• **WORK REQUEST**: What you return must be the data below, word for word, without any images.

***

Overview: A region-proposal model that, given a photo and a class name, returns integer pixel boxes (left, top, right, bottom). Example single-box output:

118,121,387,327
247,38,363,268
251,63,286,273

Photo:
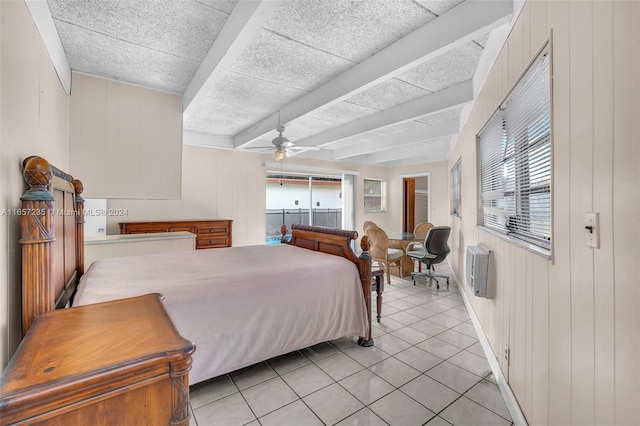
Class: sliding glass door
266,173,342,243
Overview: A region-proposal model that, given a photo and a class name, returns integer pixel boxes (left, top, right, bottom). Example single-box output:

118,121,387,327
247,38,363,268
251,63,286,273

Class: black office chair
407,226,451,288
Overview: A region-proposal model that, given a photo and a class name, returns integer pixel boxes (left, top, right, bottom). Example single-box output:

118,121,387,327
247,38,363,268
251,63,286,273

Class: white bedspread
74,244,369,384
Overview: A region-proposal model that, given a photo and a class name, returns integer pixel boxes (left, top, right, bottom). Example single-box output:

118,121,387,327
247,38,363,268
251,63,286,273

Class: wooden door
403,178,416,232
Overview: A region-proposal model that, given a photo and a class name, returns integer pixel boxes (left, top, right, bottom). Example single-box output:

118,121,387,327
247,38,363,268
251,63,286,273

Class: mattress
74,243,369,384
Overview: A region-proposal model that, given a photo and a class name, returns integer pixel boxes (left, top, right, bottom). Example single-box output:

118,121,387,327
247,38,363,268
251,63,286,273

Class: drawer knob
210,229,214,232
210,240,214,244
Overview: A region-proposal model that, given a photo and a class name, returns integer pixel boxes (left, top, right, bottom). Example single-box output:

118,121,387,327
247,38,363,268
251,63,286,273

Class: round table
387,232,422,278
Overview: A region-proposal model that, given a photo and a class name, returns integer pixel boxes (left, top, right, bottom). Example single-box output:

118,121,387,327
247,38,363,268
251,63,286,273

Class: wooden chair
407,221,433,272
363,221,378,234
366,226,403,284
413,221,434,239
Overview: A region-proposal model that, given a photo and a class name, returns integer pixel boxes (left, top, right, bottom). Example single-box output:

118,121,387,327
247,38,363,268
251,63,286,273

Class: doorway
403,175,430,232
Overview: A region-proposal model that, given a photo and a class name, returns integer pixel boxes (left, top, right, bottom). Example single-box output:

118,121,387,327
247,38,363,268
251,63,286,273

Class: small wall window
364,179,386,213
451,160,462,218
478,43,551,250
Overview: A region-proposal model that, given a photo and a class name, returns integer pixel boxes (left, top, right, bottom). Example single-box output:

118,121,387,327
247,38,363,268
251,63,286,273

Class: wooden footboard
285,224,373,346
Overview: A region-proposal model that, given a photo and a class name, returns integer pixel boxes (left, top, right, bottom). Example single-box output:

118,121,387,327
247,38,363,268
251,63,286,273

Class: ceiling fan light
273,149,286,161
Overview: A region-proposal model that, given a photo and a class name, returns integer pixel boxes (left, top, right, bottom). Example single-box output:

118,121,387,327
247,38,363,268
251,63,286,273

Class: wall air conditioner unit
466,245,490,298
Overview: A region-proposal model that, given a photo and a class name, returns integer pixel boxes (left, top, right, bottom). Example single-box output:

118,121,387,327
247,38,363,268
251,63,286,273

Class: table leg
372,270,384,322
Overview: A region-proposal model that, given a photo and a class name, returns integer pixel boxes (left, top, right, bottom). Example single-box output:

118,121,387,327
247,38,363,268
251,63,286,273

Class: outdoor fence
266,208,342,243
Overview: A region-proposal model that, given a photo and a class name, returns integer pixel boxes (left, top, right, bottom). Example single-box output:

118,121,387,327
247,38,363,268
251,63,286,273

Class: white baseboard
448,260,528,426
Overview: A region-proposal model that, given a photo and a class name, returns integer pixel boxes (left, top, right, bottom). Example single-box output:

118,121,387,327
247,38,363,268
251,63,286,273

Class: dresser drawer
197,236,229,249
169,225,197,233
122,224,170,233
196,225,229,235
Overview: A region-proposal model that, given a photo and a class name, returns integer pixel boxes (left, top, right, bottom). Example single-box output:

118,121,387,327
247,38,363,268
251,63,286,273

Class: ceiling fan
249,125,319,161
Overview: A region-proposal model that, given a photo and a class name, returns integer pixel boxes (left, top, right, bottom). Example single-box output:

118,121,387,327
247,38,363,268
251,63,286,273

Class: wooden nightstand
0,294,195,425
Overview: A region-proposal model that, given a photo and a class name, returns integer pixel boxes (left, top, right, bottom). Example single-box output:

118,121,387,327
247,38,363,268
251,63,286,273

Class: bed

***

• **EXERCISE RESPONSE**:
Overview: A region-proposal model that, given a photo and a class name, returns integer pixel boxes (left, top, right, bottom). Example single-box output:

118,121,387,327
247,38,363,268
251,63,286,273

Photo:
Class: sliding glass door
266,173,342,243
Overview: A region-proposal model that, given a photo and a class name, returns integer pixel boxes (left, top, right, bottom). Example single-box output:

118,121,387,327
247,38,363,268
251,63,286,273

Class: black office chair
407,226,451,288
Overview: A region-proposal model that, given a photo and a class name, returns integer pixel boxes (left, top, right, bottom). Example single-box output:

118,121,387,327
247,38,363,268
251,63,286,273

Class: white bedspread
74,244,369,384
Overview: A region-proposal model that, given a photo and a class name, returns integer pixel boxes (left, top, right, bottom). Example single-box output:

118,121,387,327
247,38,363,268
251,63,286,273

Class: wooden door
403,178,416,232
Overview: A region-proposal model that, given a photo and a class name, returns integer pixel boxes (left, top, right, bottom). Example single-box output:

118,121,387,327
247,38,363,268
251,63,286,273

Class: mattress
74,243,369,384
Overview: A region-proposal model that, given a photo and a class name, returns integer pixel boxes (left, top, right, bottom). Example single-box output:

118,121,387,327
247,38,363,268
251,63,286,273

Class: drawer knob
210,229,214,232
210,240,214,244
Overview: A region-proposal model that, given a photo and a class name, returns integer pixel boxes (left, top, right, bottom). Example single-box output:

118,121,387,327
247,38,363,268
251,63,286,273

Class: round table
387,232,422,278
Overview: A region-proposal model that, given a photo and a class name, returns integer pixel boxes (left, top, right, bottom). Example single-box output:

118,121,387,327
247,38,363,268
251,63,286,273

Class: wooden chair
407,221,433,272
363,221,378,234
366,226,403,284
413,221,434,239
Overview: A region-proposal model that, given a photo and a class name, returns integer pixel boxes (left, top, right, bottom). Example single-box output:

118,121,387,327
247,38,363,268
251,63,286,273

Class: doorway
403,175,430,232
Overview: A region-proposal model that, given a photo and a class name, returns integer pixel boxes (left, top, right, bottom). Example single-box output:

118,121,387,327
247,38,363,268
251,63,286,273

Class: small wall window
364,179,386,213
451,160,462,218
478,43,551,250
Overview: A region-proposal model that, given a photo and a class name, returns integer pixel boxes (left, top, right, bottom). Example single-box output:

118,121,387,327
247,38,363,268
251,63,286,273

Class: wooden footboard
285,224,373,346
Overview: A region-proposal model that, given a photo and a class name, returns integer pixel boxes (left, top, right, bottom). Example single-box output:

118,121,387,327
247,38,363,268
251,63,286,273

Class: ceiling fan light
273,149,286,161
Overview: A region-proposal model that, given a photo and a class name, returns integer pixel boxes (left, top, right, bottom). Example single-box output:

118,121,387,327
247,38,363,268
251,63,286,273

Class: wall air conditioner unit
466,245,490,298
Overview: A region-proposal model that, given a photo and a class name, returns integer pixel boxes (left, top, right, bottom). Example single-box output:

118,121,387,327
247,38,363,268
251,63,286,273

Class: table leg
372,270,384,322
Overview: A region-proposal model that, given a photo and a class name, returns integer pixel boxes (left, top, right, bottom). Example single-box output:

118,121,387,327
247,38,363,268
251,63,286,273

Class: outdoor fence
266,208,342,243
Overview: A region-proposal model that, given a photo and a class name, returns integer pixel boxes (left, top, right, bottom). Example single-box output:

118,121,387,327
247,38,363,268
251,63,286,273

Class: white baseboard
448,260,528,426
Overview: A region-proposal model that, given a photo and a class name, returns integer pixel boxes (left, top, right, bottom). Example single-box output:

118,121,387,327
247,38,363,268
251,63,286,273

Class: dresser drawer
197,236,229,249
169,225,197,233
122,224,170,233
196,225,229,235
Overview: A region-proposal model that, given a photo and a class name, returns integer pixel boxes (left, top, right, bottom). Example single-box output:

118,121,387,327
247,38,363,268
251,63,286,273

Class: ceiling fan
249,125,319,161
Overview: A region-proposal model that, given a photo and a class name, returns integer pixel boxes (left, top, right, bottom). Example single-box output:

118,121,387,327
247,38,363,268
251,63,286,273

Class: wooden nightstand
0,294,195,425
Overview: A region-proposal model that, given a photo and a class name, returns integer pixel boxes (left, top, right, bottom). Example single-box output:

118,121,387,327
247,38,363,268
251,63,286,273

Class: bed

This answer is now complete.